#### [Task goal]
Write out exactly the lines below that run from the line containing "of the desert" through the last line of the records.

[Point annotation records]
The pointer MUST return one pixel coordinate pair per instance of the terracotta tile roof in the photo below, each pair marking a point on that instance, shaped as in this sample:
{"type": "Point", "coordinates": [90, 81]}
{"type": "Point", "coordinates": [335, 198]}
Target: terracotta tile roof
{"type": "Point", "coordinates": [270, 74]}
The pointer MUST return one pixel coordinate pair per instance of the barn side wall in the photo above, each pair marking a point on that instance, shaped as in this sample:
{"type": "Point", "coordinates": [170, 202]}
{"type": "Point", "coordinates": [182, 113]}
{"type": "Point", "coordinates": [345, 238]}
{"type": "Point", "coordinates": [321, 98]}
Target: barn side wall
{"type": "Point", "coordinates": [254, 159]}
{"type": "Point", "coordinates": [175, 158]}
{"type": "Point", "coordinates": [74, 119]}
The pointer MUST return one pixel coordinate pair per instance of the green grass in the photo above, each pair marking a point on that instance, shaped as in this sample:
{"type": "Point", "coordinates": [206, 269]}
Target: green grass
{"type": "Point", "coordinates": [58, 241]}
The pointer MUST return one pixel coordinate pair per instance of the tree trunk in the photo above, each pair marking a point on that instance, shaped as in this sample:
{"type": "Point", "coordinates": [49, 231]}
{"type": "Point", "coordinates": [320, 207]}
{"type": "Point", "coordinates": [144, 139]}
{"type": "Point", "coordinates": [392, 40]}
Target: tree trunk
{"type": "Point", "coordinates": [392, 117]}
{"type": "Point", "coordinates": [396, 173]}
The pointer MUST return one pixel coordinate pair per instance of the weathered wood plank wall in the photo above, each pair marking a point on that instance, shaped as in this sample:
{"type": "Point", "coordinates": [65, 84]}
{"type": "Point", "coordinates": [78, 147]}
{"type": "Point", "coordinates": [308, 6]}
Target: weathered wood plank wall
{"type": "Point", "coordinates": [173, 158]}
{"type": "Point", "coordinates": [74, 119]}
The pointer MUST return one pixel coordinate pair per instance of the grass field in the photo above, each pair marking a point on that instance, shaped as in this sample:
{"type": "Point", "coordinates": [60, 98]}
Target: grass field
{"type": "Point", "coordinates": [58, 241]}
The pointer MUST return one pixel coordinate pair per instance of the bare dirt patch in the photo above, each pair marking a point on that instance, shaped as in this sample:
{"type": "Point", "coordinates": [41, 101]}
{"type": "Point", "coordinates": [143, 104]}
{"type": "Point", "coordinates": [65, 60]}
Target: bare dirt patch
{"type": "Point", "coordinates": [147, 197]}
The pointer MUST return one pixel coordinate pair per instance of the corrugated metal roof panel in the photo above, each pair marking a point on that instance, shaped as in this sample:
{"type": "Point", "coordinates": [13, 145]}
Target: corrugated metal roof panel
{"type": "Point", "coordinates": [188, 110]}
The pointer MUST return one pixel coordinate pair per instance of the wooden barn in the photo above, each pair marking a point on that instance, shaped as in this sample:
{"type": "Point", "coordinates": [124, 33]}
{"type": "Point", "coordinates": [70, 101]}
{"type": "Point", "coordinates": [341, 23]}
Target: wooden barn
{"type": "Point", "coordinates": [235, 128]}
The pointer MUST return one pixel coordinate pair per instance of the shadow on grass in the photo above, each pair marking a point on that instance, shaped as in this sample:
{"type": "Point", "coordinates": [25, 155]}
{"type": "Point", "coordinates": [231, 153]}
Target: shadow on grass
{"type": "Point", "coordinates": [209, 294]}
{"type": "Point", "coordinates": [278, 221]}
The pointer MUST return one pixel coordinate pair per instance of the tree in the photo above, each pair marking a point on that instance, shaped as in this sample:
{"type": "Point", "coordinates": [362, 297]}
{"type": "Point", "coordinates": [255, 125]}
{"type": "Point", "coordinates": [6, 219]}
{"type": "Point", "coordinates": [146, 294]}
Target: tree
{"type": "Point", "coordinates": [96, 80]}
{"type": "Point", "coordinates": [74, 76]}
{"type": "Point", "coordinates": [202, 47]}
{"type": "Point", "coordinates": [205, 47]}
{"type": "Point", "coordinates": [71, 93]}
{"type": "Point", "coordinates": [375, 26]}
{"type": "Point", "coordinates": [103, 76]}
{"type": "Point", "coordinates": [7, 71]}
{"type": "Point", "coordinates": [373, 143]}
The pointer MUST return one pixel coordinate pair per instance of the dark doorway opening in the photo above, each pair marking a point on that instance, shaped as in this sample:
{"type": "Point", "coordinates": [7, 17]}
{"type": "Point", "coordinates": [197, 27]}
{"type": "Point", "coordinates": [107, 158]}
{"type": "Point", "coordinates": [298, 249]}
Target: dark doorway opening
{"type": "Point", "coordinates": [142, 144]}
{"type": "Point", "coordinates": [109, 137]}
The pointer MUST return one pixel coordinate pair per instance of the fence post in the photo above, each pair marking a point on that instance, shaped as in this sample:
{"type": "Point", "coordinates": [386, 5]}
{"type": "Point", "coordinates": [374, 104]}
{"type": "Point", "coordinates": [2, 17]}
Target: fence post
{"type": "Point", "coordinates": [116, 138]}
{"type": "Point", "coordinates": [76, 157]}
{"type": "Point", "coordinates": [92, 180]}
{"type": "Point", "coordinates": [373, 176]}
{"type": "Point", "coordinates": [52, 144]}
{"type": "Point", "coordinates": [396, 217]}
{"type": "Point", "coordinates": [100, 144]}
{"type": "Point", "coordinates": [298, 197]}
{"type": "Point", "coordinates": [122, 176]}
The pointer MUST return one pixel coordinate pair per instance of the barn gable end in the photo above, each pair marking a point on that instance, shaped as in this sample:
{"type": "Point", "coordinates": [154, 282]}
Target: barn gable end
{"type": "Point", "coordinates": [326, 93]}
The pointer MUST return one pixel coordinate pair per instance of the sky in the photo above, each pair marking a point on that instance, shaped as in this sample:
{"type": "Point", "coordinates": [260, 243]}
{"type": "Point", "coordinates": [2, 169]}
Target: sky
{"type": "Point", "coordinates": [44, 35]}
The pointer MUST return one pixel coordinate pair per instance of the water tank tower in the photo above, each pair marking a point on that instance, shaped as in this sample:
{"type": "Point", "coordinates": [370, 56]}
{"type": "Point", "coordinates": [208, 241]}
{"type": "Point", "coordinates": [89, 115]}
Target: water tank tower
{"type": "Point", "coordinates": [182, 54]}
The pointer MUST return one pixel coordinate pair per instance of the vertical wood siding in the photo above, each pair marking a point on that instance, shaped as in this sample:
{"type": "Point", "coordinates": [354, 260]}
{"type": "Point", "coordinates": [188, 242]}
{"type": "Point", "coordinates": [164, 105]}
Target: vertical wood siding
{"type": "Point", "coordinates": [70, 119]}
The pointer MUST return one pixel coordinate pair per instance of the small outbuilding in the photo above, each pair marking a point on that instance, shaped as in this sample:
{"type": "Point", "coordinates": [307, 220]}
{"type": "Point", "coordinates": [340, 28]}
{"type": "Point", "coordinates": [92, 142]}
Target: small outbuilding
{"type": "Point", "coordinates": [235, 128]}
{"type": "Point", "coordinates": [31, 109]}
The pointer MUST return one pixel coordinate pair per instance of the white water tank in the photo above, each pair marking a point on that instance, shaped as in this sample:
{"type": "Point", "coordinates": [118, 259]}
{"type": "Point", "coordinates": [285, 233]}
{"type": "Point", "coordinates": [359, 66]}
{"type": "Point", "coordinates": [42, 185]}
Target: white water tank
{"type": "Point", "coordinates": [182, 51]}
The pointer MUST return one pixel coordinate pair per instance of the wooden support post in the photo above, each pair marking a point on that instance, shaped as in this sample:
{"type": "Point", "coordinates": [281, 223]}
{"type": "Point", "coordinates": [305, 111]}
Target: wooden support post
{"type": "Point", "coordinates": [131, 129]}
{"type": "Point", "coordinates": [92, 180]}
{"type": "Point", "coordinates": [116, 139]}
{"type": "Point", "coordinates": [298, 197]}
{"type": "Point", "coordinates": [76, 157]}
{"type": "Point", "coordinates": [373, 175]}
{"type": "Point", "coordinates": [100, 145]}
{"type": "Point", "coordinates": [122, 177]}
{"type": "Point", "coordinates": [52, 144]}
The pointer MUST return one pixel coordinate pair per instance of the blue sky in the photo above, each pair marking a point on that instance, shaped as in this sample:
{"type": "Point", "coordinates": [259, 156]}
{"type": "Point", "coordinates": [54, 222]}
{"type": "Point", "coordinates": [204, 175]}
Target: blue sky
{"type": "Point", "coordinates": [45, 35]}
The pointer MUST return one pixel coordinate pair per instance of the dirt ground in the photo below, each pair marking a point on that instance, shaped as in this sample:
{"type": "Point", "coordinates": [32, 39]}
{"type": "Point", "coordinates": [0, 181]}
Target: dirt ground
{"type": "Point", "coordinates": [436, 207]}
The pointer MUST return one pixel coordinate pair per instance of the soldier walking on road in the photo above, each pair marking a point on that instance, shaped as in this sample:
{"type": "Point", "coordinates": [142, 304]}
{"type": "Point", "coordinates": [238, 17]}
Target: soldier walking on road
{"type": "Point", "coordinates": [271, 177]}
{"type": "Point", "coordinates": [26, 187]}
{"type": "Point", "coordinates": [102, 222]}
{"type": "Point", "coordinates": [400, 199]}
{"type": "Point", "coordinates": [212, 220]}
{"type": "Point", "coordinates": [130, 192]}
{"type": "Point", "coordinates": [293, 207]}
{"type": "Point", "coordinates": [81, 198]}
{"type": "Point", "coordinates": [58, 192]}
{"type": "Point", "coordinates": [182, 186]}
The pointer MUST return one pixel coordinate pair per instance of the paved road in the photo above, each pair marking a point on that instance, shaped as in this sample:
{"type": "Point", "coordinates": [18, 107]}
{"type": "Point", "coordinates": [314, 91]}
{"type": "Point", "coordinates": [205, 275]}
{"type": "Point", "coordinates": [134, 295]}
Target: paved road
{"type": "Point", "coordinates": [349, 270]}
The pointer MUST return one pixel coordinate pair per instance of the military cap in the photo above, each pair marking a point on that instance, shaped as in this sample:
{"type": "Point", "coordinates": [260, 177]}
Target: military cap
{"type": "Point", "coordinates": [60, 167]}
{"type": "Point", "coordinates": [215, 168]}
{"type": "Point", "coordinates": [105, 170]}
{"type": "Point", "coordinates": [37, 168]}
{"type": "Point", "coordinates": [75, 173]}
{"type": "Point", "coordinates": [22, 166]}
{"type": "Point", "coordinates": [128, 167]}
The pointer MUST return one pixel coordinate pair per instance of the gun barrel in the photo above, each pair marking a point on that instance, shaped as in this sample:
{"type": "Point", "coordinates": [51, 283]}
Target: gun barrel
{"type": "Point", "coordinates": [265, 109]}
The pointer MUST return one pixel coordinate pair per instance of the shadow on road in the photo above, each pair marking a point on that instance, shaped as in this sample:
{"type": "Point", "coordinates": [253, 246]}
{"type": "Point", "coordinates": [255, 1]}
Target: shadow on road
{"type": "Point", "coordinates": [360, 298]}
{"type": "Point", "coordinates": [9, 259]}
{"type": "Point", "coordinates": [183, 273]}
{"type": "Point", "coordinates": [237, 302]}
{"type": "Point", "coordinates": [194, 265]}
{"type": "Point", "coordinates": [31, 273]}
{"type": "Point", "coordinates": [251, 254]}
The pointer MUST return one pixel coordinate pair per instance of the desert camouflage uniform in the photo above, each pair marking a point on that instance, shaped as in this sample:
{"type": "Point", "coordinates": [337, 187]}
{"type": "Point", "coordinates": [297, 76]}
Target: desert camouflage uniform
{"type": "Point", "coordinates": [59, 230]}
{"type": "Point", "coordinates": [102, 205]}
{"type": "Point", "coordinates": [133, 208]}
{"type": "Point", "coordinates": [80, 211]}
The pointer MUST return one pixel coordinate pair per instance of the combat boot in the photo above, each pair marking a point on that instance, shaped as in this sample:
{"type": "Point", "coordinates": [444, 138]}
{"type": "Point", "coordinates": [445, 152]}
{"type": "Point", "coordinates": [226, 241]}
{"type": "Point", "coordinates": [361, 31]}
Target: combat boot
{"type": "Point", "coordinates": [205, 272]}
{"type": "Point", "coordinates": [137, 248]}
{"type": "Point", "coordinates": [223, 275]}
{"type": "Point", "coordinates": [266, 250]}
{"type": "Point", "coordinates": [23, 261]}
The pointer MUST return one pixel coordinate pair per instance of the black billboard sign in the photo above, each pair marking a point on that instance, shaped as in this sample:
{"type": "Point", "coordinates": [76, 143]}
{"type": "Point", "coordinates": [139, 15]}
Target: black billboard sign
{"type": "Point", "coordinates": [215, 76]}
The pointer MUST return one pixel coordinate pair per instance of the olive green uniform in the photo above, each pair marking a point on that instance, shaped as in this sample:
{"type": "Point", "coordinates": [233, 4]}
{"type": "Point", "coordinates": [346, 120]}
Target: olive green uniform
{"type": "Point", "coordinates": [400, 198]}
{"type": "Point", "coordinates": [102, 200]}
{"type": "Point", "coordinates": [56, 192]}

#### [Result for this exercise]
The pointer MUST return one pixel coordinate pair per instance of the desert camouflage uniform in the photo above, each pair marking a point on that instance, shaped as in this sample:
{"type": "Point", "coordinates": [337, 187]}
{"type": "Point", "coordinates": [297, 76]}
Target: desert camouflage uniform
{"type": "Point", "coordinates": [59, 230]}
{"type": "Point", "coordinates": [102, 205]}
{"type": "Point", "coordinates": [133, 208]}
{"type": "Point", "coordinates": [80, 211]}
The pointer MUST return one pixel coordinate pair per instance of the combat boot in the photo above, each pair marking a point on that instance, shaped as in this sample:
{"type": "Point", "coordinates": [444, 138]}
{"type": "Point", "coordinates": [445, 152]}
{"type": "Point", "coordinates": [226, 241]}
{"type": "Point", "coordinates": [361, 31]}
Target: combat boot
{"type": "Point", "coordinates": [205, 272]}
{"type": "Point", "coordinates": [137, 248]}
{"type": "Point", "coordinates": [223, 275]}
{"type": "Point", "coordinates": [266, 250]}
{"type": "Point", "coordinates": [23, 261]}
The pointer MUST return one pixel coordinate pair per instance of the black billboard sign in the photo above, each pair marking a point on that instance, shaped as in this sample:
{"type": "Point", "coordinates": [76, 143]}
{"type": "Point", "coordinates": [139, 15]}
Target: black billboard sign
{"type": "Point", "coordinates": [215, 76]}
The pointer MUST return one pixel coordinate pair per instance of the olive green uniform in the photo above, each pair marking a point on that instance, shaped as in this sample:
{"type": "Point", "coordinates": [233, 4]}
{"type": "Point", "coordinates": [346, 120]}
Target: olive green uniform
{"type": "Point", "coordinates": [400, 198]}
{"type": "Point", "coordinates": [102, 200]}
{"type": "Point", "coordinates": [56, 192]}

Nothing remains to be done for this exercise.